Data shown:
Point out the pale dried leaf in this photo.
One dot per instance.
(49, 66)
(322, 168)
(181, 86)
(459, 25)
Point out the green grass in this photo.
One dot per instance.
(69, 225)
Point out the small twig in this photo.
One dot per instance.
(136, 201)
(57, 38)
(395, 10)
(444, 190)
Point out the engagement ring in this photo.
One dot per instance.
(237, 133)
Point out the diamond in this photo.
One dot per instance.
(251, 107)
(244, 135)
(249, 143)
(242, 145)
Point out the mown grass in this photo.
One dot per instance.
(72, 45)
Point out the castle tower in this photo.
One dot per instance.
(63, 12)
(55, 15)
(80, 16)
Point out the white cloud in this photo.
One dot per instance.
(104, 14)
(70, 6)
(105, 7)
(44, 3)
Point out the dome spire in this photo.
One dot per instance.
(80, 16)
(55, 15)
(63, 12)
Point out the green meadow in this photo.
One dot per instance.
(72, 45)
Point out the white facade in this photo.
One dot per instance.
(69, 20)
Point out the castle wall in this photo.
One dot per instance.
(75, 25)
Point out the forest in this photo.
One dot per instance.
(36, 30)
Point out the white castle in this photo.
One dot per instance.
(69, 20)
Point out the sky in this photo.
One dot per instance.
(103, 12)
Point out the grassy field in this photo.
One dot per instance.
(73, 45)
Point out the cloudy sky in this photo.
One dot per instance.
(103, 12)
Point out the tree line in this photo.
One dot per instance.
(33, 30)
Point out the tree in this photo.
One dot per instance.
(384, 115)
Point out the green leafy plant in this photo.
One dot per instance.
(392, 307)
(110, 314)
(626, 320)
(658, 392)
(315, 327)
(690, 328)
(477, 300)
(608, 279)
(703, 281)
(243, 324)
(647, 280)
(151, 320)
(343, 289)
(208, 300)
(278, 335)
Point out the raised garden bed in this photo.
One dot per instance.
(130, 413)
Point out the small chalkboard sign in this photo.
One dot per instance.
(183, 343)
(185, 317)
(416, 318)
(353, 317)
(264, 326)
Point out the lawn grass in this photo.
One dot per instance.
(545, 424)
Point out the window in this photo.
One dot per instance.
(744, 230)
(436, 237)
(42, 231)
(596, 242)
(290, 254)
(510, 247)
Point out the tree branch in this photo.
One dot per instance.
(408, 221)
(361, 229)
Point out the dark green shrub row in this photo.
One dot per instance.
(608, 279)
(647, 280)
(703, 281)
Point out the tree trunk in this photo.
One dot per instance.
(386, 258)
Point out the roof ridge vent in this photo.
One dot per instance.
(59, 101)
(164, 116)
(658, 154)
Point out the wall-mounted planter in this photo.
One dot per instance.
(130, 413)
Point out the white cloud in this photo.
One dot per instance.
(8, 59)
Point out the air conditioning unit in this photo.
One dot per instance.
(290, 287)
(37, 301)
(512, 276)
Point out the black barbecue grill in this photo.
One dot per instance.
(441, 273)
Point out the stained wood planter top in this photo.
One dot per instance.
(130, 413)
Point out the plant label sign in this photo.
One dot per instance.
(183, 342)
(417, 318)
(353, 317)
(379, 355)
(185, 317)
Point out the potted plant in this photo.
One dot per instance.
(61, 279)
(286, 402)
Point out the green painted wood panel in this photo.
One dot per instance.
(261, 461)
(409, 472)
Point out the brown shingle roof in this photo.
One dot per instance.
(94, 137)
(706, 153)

Exercise instructions:
Look through the listing and extract every line with "wall" in it.

Reply to the exercise:
Point out the castle wall in this photo.
Point out the wall-mounted planter in this photo.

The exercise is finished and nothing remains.